[WHAT YOU HAVE TO DO]:
All of the data should be copied exactly, with the pictures left out.

[RECORDS PROVIDED]:
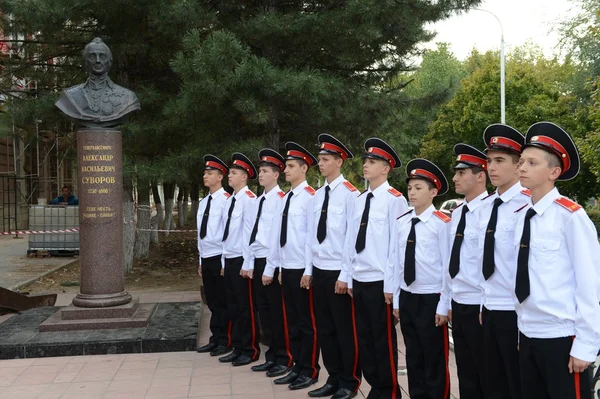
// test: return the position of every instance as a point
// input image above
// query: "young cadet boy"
(417, 275)
(368, 245)
(556, 285)
(289, 252)
(210, 248)
(465, 271)
(268, 296)
(497, 232)
(238, 220)
(326, 269)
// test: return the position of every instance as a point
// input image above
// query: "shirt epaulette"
(394, 192)
(568, 204)
(349, 186)
(521, 208)
(310, 190)
(404, 214)
(442, 216)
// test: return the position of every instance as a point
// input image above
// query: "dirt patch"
(171, 266)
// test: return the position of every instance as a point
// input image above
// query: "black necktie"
(226, 232)
(255, 228)
(522, 285)
(362, 231)
(409, 254)
(488, 244)
(283, 235)
(458, 238)
(204, 223)
(322, 228)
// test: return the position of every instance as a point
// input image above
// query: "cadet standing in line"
(289, 252)
(368, 244)
(238, 221)
(497, 231)
(420, 250)
(558, 262)
(470, 175)
(327, 270)
(268, 298)
(210, 248)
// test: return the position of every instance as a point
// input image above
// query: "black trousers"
(500, 354)
(426, 346)
(468, 349)
(302, 329)
(337, 331)
(240, 304)
(214, 290)
(377, 342)
(269, 302)
(545, 370)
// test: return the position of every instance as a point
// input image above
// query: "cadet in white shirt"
(289, 253)
(368, 245)
(326, 268)
(417, 274)
(497, 232)
(238, 220)
(210, 248)
(465, 271)
(556, 284)
(278, 357)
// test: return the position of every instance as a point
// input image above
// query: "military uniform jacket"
(564, 265)
(386, 206)
(293, 254)
(431, 251)
(330, 254)
(212, 243)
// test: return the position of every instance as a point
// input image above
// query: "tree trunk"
(142, 243)
(169, 190)
(128, 226)
(157, 219)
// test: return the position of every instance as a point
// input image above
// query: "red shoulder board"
(394, 192)
(349, 186)
(442, 216)
(568, 204)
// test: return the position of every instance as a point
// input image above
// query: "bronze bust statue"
(98, 102)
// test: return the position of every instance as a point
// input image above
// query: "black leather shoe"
(206, 348)
(268, 365)
(278, 370)
(343, 393)
(229, 358)
(221, 350)
(302, 382)
(324, 391)
(288, 379)
(243, 360)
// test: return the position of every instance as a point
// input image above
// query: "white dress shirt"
(499, 289)
(385, 207)
(465, 287)
(261, 246)
(240, 226)
(293, 254)
(564, 263)
(431, 252)
(330, 254)
(212, 243)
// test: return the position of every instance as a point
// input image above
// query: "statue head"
(97, 58)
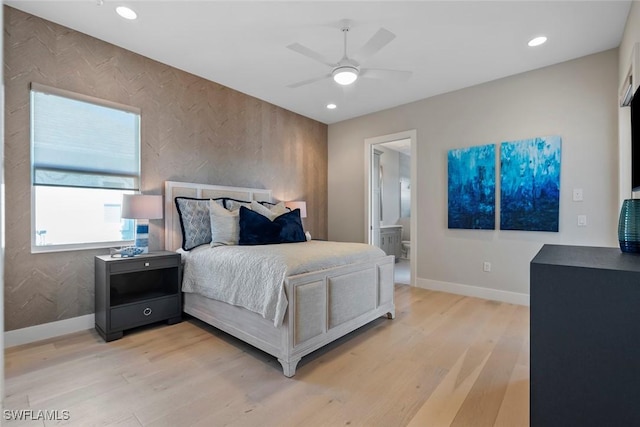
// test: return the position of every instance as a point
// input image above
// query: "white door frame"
(369, 143)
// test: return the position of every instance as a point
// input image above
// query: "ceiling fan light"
(345, 75)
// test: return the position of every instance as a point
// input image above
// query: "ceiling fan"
(348, 70)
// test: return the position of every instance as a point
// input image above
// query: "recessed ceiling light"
(537, 41)
(126, 12)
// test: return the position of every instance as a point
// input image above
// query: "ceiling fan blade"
(309, 81)
(375, 43)
(376, 73)
(303, 50)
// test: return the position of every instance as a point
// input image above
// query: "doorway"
(390, 207)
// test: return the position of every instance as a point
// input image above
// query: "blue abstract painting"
(530, 184)
(472, 187)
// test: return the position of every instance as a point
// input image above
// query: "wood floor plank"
(444, 360)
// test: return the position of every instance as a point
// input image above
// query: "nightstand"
(136, 291)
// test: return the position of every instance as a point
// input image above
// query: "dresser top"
(587, 257)
(154, 254)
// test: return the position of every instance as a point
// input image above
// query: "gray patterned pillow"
(195, 221)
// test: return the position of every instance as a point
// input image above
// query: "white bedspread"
(253, 276)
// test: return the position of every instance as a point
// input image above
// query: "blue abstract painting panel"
(530, 184)
(472, 187)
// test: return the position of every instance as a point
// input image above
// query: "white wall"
(576, 100)
(630, 37)
(1, 227)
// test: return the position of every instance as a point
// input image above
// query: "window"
(85, 154)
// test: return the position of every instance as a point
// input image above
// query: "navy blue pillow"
(257, 229)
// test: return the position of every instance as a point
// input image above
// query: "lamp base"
(142, 237)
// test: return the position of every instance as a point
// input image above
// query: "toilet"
(406, 249)
(406, 236)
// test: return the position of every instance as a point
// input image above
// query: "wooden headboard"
(173, 189)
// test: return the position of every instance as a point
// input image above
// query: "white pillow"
(225, 225)
(271, 213)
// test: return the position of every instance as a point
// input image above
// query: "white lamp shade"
(298, 205)
(139, 206)
(345, 75)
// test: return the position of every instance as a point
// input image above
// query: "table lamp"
(142, 208)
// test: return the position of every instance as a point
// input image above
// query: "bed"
(322, 305)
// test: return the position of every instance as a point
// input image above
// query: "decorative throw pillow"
(234, 204)
(225, 226)
(195, 221)
(257, 229)
(271, 210)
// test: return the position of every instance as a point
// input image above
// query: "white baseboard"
(474, 291)
(48, 330)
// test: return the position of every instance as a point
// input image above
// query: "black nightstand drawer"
(141, 263)
(145, 312)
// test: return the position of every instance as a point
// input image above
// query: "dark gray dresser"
(136, 291)
(585, 337)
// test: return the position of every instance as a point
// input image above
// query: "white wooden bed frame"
(323, 305)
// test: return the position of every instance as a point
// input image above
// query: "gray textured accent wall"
(192, 130)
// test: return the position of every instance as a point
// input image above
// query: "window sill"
(79, 247)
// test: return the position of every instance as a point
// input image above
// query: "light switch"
(577, 194)
(582, 220)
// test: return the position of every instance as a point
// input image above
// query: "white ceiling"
(448, 45)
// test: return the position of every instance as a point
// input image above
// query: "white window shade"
(79, 141)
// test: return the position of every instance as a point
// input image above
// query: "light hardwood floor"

[TASK RESPONSE]:
// test: return the position of every instance as a point
// input image above
// query: "young cadet boy"
(417, 275)
(368, 245)
(556, 285)
(289, 252)
(210, 248)
(465, 271)
(268, 296)
(497, 232)
(238, 220)
(326, 269)
// test: return the position of every instance as a point
// input image above
// query: "shirt epaulette"
(394, 192)
(568, 204)
(349, 186)
(521, 208)
(310, 190)
(404, 214)
(442, 216)
// test: return the position of every instance as a point
// input image above
// query: "dirt patch"
(171, 266)
// test: return the position of every instance as a point
// input image above
// query: "black necktie"
(226, 232)
(255, 228)
(522, 285)
(362, 231)
(409, 254)
(488, 244)
(283, 235)
(458, 238)
(204, 223)
(322, 228)
// test: return the position of every instance as a point
// input image above
// query: "cadet standing in line"
(289, 252)
(368, 244)
(238, 221)
(497, 231)
(420, 250)
(558, 262)
(470, 175)
(327, 270)
(268, 298)
(210, 248)
// test: return the position of every instance as a point
// input image above
// query: "black trousers"
(500, 354)
(426, 346)
(468, 349)
(302, 329)
(337, 331)
(240, 304)
(214, 290)
(377, 342)
(269, 302)
(545, 370)
// test: return the position of every instance as a point
// input image above
// query: "cadet in white shirt"
(289, 253)
(368, 245)
(326, 268)
(417, 274)
(497, 232)
(238, 220)
(210, 248)
(465, 271)
(556, 284)
(278, 357)
// test: return the position of every instance as a point
// input image above
// query: "military uniform jacket"
(564, 265)
(386, 206)
(293, 254)
(431, 251)
(330, 254)
(212, 243)
// test: return the position of every instance as a point
// input image above
// query: "tree trunk"
(142, 243)
(169, 190)
(128, 226)
(157, 219)
// test: return the position of every instance as a point
// input image above
// query: "red shoulder board"
(394, 192)
(349, 186)
(442, 216)
(568, 204)
// test: return the position of every instance as a point
// input image above
// query: "bronze bust statue"
(98, 102)
// test: return the position of every instance as a point
// input image above
// query: "black leather shoe"
(206, 348)
(268, 365)
(278, 370)
(343, 393)
(229, 358)
(221, 350)
(302, 382)
(324, 391)
(288, 379)
(243, 360)
// test: return the position of every instance as a point
// input image above
// query: "white dress shirt"
(499, 289)
(385, 207)
(465, 287)
(261, 246)
(240, 226)
(293, 254)
(564, 263)
(431, 252)
(330, 254)
(212, 243)
// test: return the position of every instance as a point
// input image above
// query: "statue head"
(97, 58)
// test: return the position of every instance as a point
// input image above
// query: "white door frame"
(369, 143)
// test: return the position of every instance as a point
// input image above
// query: "ceiling fan light"
(345, 75)
// test: return the position of every instance as a point
// input image above
// query: "ceiling fan"
(348, 70)
// test: return the position of every instance as a point
// input image above
// query: "recessed ceiling light"
(537, 41)
(126, 12)
// test: return the position of every instance as a point
// input image above
// query: "ceiling fan blade"
(309, 81)
(375, 43)
(376, 73)
(303, 50)
// test: return the position of every instance as a point
// input image above
// query: "doorway"
(390, 207)
// test: return the position of every instance as a point
// input image above
// query: "blue abstract painting"
(530, 184)
(472, 187)
// test: return the position of every instance as a point
// input image above
// query: "wood floor plank"
(444, 360)
// test: return the position of every instance as a point
// input image above
// query: "nightstand"
(136, 291)
// test: return the position of every instance as a point
// input image above
// query: "dresser top"
(587, 257)
(154, 254)
// test: return the position of every instance as a point
// input image above
// query: "gray patterned pillow"
(195, 221)
// test: return the position of every instance as a point
// input image above
// query: "white bedspread"
(253, 276)
// test: return the position of every instance as a point
// input image above
// query: "blue abstract painting panel"
(530, 184)
(472, 187)
// test: return the position of every instance as a point
// input image above
// query: "white wall"
(576, 100)
(630, 37)
(1, 227)
// test: return the position of every instance as a point
// input image above
// query: "window"
(85, 154)
// test: return the position of every instance as a point
// input image above
// query: "navy blue pillow"
(257, 229)
// test: return the position of every instance as a point
// input image above
// query: "lamp base"
(142, 237)
// test: return the position of every instance as a point
// input image above
// query: "toilet"
(406, 249)
(406, 236)
// test: return the position of every instance as a point
// input image above
// query: "wooden headboard"
(173, 189)
// test: return the position of every instance as a point
// input image above
// query: "white pillow"
(225, 225)
(271, 213)
// test: return the position of every instance as a point
// input image above
// query: "white lamp shade"
(298, 205)
(139, 206)
(345, 75)
// test: return the position of every instance as a point
// input image above
// query: "table lamp"
(142, 208)
// test: return the position of every instance as a point
// input image above
// query: "bed"
(322, 305)
// test: return the position of every instance as a point
// input image above
// query: "decorative throw pillow"
(234, 204)
(225, 226)
(195, 221)
(257, 229)
(271, 210)
// test: return the position of every instance as a point
// input image above
// query: "white baseboard"
(474, 291)
(48, 330)
// test: return the position of every instance as a point
// input image above
// query: "black nightstand drawer"
(141, 263)
(145, 312)
// test: return the position of every instance as a point
// input image above
// query: "dark gray dresser"
(136, 291)
(585, 337)
// test: return the position of every instance as a point
// input image above
// query: "white wooden bed frame"
(323, 305)
// test: return the position of every instance as a point
// input image above
// query: "gray textured accent wall"
(192, 130)
// test: return the position of every instance as a point
// input image above
// query: "window sill"
(79, 247)
// test: return the position of every instance as a point
// input image above
// query: "light switch"
(577, 194)
(582, 220)
// test: return the position of every instance as a point
// input image above
// query: "white ceiling"
(448, 45)
// test: return the position of every instance as a point
// input image above
// query: "white window shade"
(79, 141)
// test: return the position of every instance as a point
// input image above
// query: "light hardwood floor"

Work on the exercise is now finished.